======== Materials provided
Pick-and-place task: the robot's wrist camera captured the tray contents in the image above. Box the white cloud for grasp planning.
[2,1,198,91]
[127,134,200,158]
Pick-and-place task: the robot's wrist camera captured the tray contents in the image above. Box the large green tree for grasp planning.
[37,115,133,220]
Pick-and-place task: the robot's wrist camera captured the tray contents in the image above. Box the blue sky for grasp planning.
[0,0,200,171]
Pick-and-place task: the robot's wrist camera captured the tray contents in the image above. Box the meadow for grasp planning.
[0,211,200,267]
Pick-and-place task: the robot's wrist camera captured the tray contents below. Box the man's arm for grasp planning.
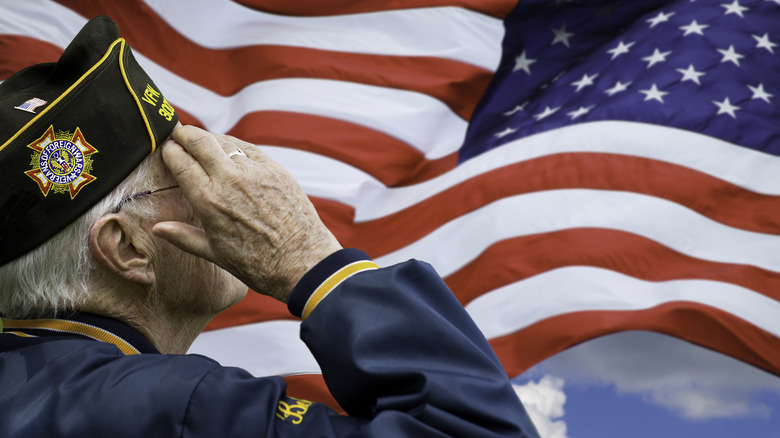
[155,128,537,437]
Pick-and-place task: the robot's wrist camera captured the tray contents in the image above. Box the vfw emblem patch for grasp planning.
[24,125,97,199]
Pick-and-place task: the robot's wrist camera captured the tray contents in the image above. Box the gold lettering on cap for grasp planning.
[142,84,160,106]
[160,97,176,122]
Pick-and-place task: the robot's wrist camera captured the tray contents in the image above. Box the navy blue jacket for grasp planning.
[0,250,537,438]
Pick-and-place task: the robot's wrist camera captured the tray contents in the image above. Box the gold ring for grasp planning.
[228,148,246,158]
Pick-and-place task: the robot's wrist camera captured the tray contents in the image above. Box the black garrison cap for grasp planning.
[0,16,178,265]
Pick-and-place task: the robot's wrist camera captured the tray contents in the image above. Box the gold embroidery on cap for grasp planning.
[24,125,97,199]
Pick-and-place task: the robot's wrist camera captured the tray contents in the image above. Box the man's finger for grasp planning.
[171,126,230,175]
[152,221,214,262]
[160,140,209,193]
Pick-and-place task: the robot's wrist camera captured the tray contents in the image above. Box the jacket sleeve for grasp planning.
[290,250,536,437]
[186,250,538,438]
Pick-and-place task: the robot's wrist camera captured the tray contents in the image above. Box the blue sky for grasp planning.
[514,332,780,438]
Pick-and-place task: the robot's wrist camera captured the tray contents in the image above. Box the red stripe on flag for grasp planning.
[58,0,492,120]
[228,111,458,187]
[315,153,780,257]
[490,302,780,376]
[234,0,517,19]
[445,228,780,305]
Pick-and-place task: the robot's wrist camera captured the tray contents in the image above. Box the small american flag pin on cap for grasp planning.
[14,97,47,114]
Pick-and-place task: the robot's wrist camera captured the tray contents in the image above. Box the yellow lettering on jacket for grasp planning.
[276,397,312,424]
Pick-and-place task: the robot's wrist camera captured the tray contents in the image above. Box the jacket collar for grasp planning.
[0,312,160,355]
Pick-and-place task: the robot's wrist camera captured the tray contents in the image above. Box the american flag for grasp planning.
[14,97,47,113]
[0,0,780,410]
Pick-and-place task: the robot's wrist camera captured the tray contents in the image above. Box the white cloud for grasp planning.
[531,332,780,420]
[514,376,566,438]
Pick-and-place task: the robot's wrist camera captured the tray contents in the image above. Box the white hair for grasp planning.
[0,156,160,319]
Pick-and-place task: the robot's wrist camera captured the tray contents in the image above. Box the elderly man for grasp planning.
[0,17,536,438]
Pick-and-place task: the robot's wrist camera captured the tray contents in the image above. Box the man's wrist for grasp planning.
[287,248,379,320]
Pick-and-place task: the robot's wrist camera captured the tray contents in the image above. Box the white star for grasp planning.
[504,101,528,117]
[680,20,710,36]
[720,0,750,18]
[677,64,707,85]
[642,49,672,68]
[639,84,669,103]
[748,84,774,103]
[717,44,745,66]
[645,11,675,29]
[712,97,739,119]
[566,105,593,120]
[569,73,599,92]
[493,128,517,138]
[534,106,561,122]
[607,41,636,59]
[604,81,631,96]
[512,50,536,75]
[751,33,780,53]
[550,24,574,47]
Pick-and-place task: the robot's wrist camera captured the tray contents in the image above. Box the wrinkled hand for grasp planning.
[152,126,341,301]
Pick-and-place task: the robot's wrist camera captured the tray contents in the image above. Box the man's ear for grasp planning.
[89,213,155,286]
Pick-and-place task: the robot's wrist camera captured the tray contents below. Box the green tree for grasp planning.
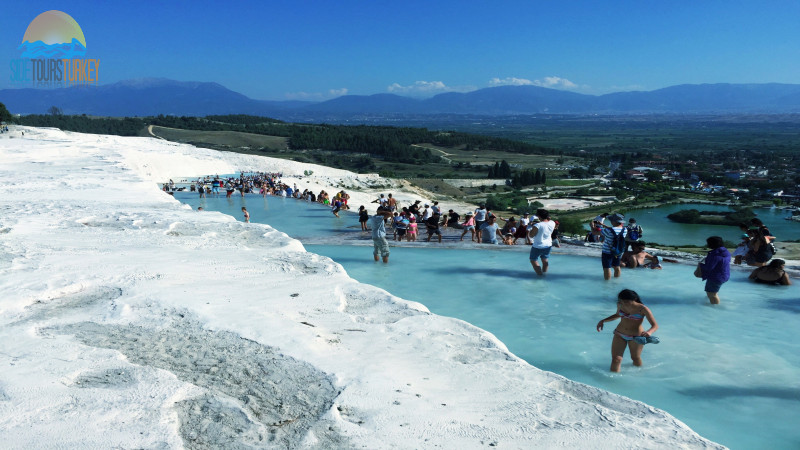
[644,170,663,181]
[486,195,508,211]
[558,217,584,235]
[498,159,511,178]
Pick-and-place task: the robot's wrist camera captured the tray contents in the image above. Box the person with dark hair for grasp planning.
[529,209,555,276]
[425,213,442,242]
[744,225,773,267]
[358,205,369,231]
[749,259,792,286]
[597,289,658,372]
[694,236,731,305]
[600,214,628,280]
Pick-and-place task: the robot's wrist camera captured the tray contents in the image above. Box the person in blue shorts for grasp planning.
[480,214,502,244]
[598,214,628,280]
[369,206,392,263]
[530,209,555,276]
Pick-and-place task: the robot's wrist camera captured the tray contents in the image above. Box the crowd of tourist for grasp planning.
[177,173,791,372]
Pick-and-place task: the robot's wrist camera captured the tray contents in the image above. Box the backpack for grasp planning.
[767,241,778,256]
[628,225,642,241]
[611,227,628,258]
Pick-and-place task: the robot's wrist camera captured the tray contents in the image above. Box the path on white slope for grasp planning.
[147,125,166,141]
[0,128,721,449]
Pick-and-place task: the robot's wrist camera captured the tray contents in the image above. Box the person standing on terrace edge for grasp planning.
[597,289,658,372]
[530,209,555,276]
[595,214,628,280]
[369,206,392,263]
[694,236,731,305]
[358,205,369,231]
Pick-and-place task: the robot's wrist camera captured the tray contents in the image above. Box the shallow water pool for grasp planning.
[177,193,800,449]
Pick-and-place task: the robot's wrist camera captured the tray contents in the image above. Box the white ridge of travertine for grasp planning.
[0,127,721,449]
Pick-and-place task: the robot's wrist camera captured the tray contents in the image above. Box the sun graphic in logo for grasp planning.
[19,9,86,59]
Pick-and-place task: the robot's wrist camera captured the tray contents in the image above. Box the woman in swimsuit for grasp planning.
[597,289,658,372]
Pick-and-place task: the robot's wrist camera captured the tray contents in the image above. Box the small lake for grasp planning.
[592,203,800,245]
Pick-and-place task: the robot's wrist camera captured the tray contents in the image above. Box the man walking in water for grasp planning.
[369,206,392,263]
[530,209,555,276]
[601,214,628,280]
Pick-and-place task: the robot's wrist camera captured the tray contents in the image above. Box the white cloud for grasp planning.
[284,88,348,101]
[386,81,475,97]
[489,77,584,89]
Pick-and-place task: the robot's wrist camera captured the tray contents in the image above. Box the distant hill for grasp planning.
[0,78,309,117]
[0,78,800,120]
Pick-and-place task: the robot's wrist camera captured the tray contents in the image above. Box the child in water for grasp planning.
[597,289,658,372]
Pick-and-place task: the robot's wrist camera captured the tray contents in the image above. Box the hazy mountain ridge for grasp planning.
[0,78,800,119]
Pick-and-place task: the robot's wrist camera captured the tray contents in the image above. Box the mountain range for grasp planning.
[0,78,800,120]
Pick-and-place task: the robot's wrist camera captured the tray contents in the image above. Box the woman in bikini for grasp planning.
[597,289,658,372]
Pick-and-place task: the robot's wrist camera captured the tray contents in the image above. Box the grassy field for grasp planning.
[148,126,289,153]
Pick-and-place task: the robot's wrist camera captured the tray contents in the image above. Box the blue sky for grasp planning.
[0,0,800,100]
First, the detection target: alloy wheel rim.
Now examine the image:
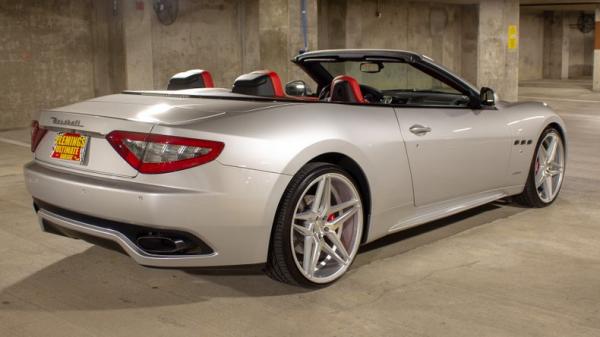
================
What the exercise asks —
Rewrite all of the material above with "grasp planning" replaced by "motion planning" and everything else left as it is. Leave the pictures out of your answer.

Complete answer —
Pick-and-place task: the robot's wrist camera captured the tray contents in the image above. Box the white cloud for motion planning.
[2,1,198,91]
[127,134,200,158]
Pick-and-place task: the robot's wrist camera captured the tray contents in the image above. Box the large green tree for motion planning.
[37,115,133,220]
Pick-and-place task: the robot's wrist camera captured the tray contents in the image above. Box the blue sky for motion planning.
[0,0,200,171]
Pick-and-place task: the robot's wrist camera captured the tray contents in the image above. Box the meadow for motion planning.
[0,211,200,267]
Pick-and-place task: the robot's wrist camera captured the tray contents below. Box the man's arm for motion planning.
[155,128,537,437]
Pick-and-place task: the robot's wrist camera captured the tray contents in the image above. Box the vfw emblem patch for motion planning.
[24,125,97,199]
Pick-and-place task: the robot's wrist camera captured the tray contents in the image above. Box the gold lettering on cap for motion planning.
[142,84,160,106]
[160,97,176,122]
Pick-and-place task: the robot's wrist camera captured the tray contents in the image above. Box the navy blue jacket for motion planning.
[0,250,537,438]
Pick-and-place task: the robot's wrist camera captured the tray contents in the image above. Box the gold ring for motion planning.
[228,148,246,158]
Pick-and-place task: the robot's wrist camera captured the tray contents in the image above. Box the black garrison cap for motion planning.
[0,16,178,265]
Pick-and-place task: the robot's wrist camera captured the tray contents in the image above. Box the gold embroidery on cap for motion planning.
[24,125,97,199]
Pick-and-place task: the robot's wrist camera captured the tray contents in the image above. Box the man's finger for motion planning.
[171,126,230,175]
[152,221,214,262]
[160,140,209,193]
Pick-and-place task: the robot's wrist camera captured the tray contents in the image above. Box the jacket sleeve for motion planning.
[290,250,536,437]
[186,250,538,438]
Pick-and-place task: the robot's wrist camera captured the tray contents in the image above. Box the blue sky for motion planning.
[514,332,780,438]
Pick-and-place task: the robot's wrist camera captured the tray contents in the image above. Box the red stripe on flag for motion planning.
[58,0,492,120]
[228,111,458,187]
[315,153,780,257]
[490,302,780,376]
[234,0,517,19]
[445,228,780,305]
Pick-and-place task: the robot's wrist camera captured the tray contents in the image above. Box the small american flag pin on cap for motion planning.
[14,97,47,114]
Pick-and-place task: the robot's wrist camera captured the tray contents in the image above. Box the yellow lettering on jacket for motion planning.
[276,397,312,424]
Pick-and-place task: the robot's wrist camera captured the tray contents in the image above. Box the jacket collar for motion planning.
[0,312,160,355]
Pick-and-place task: the robot's wrist camera captured the tray contents in the image above. Box the american flag for motion planning.
[14,97,47,113]
[0,0,780,410]
Pick-and-place task: the robot's wrist camera captured the tray contents in the image above. Box the white cloud for motion planning.
[531,332,780,420]
[514,376,566,438]
Pick-and-place task: the robot's wrist camera captured the tray contents in the image above. Box the white hair for motion planning.
[0,156,160,319]
Pick-and-place task: the robot's wrist camera captured the tray contents in the image above. Box the elderly man for motion planning.
[0,17,536,438]
Pick-and-place task: the robot's wrist camera captured the tray contents in the image above. Box the man's wrist for motion planning.
[287,248,379,320]
Pick-and-place task: the robot's wrist camera captured the tray contents in the image above. Box the white star for motion planning.
[504,101,528,117]
[680,20,710,36]
[720,0,750,18]
[677,64,707,85]
[642,49,672,68]
[639,84,669,103]
[748,84,774,103]
[717,44,745,66]
[645,11,675,29]
[712,97,739,119]
[566,105,593,120]
[569,73,599,92]
[493,128,517,138]
[534,106,561,122]
[607,41,636,59]
[604,81,631,96]
[512,50,536,75]
[751,33,780,53]
[550,24,574,47]
Pick-and-place task: the robot's wrist camera captured the tray contents in the image above. Box the wrinkled hand for motion planning.
[152,126,341,301]
Pick-and-place task: the robot's wrist camera captured the tray contents in the image above. Box the man's ear for motion planning.
[89,213,155,286]
Pick-and-place task: the robot's wrist camera captured the tray contents below. Box the green tree for motion planning.
[644,170,663,181]
[486,195,508,211]
[558,217,584,235]
[498,159,511,178]
Pick-and-place task: the robot's wrist camera captured the tray contents in the image above. Box the person with dark hair for motion planning.
[529,209,555,276]
[425,213,442,242]
[744,225,773,267]
[358,205,369,231]
[749,259,792,286]
[597,289,658,372]
[694,236,731,305]
[600,214,628,280]
Pick-and-place task: the robot's wrist camera captured the tray contents in the image above. Box the person in blue shorts for motion planning.
[480,214,502,244]
[598,214,628,280]
[369,206,392,263]
[530,209,555,276]
Pick-and-place task: the robot's wrist camera captured the tray contents in the image above. Box the crowd of tourist for motion planning.
[177,173,791,372]
Pick-and-place task: the robot's wrist camera captured the tray contents in the image above. Box the backpack for motion planning.
[767,241,778,256]
[628,225,642,241]
[611,227,628,258]
Pick-and-place task: the robot's wrist camera captured the tray contents in the image above. Box the path on white slope for motion planning.
[147,125,166,141]
[0,128,721,449]
Pick-and-place task: the robot's wrist camera captured the tray contents in the image above. Box the person standing on terrace edge for motion planning.
[597,289,658,372]
[530,209,555,276]
[595,214,628,280]
[369,206,392,263]
[694,236,731,305]
[358,205,369,231]
Pick-and-place task: the robot's wrist camera captured the tray contents in the image above. Box the shallow water pool for motion planning.
[177,193,800,449]
Pick-and-place task: the robot's wrist camera captured the tray contents in the image above. Box the white ridge of travertine for motion planning.
[0,127,721,449]
Pick-and-place task: the robot's wrist camera captured the tray contents in the image above. Box the sun graphic in logo for motion planning.
[19,9,86,59]
Pick-and-place task: the robot's wrist camera captured the tray contents in the image above. Box the woman in swimsuit for motion planning.
[597,289,658,372]
Pick-and-place task: the robot's wrist camera captured the tray contents in the image above. Box the small lake for motion planning.
[592,203,800,245]
Pick-and-place task: the robot's wrist camera captured the tray contents in the image above. Box the man walking in water for motion planning.
[369,206,392,263]
[530,209,555,276]
[601,214,628,280]
Pick-and-place task: the robot's wrist camera captured the tray contents in the image above. Box the white cloud for motion planning.
[284,88,348,101]
[386,81,475,97]
[489,77,584,89]
Pick-and-place task: the robot's wrist camera captured the tray contents in the image above. Box the distant hill for motion planning.
[0,78,309,117]
[0,78,800,120]
Pick-and-place task: the robot's wrist camera captured the tray contents in the image above. Box the child in water for motion planning.
[597,289,658,372]
Pick-and-place task: the robot's wrist camera captured the tray contents in the image above. Box the hazy mountain ridge for motion planning.
[0,78,800,119]
Pick-and-place task: the robot's wrist camera captured the tray contents in the image above. Box the mountain range for motion planning.
[0,78,800,120]
Pick-and-place task: the robot's wrist camera captured the tray contents in the image above. Box the woman in bikini for motion planning.
[597,289,658,372]
Pick-and-place task: the robot's wrist camera captured the tray contents in the image above. Box the grassy field for motion planning.
[148,126,289,153]
Pick-and-place task: the robot's wrist camera captured the tray contents in the image above. Box the blue sky for motion planning.
[0,0,800,100]
First, the detection target: alloy wheel rim.
Now examine the image:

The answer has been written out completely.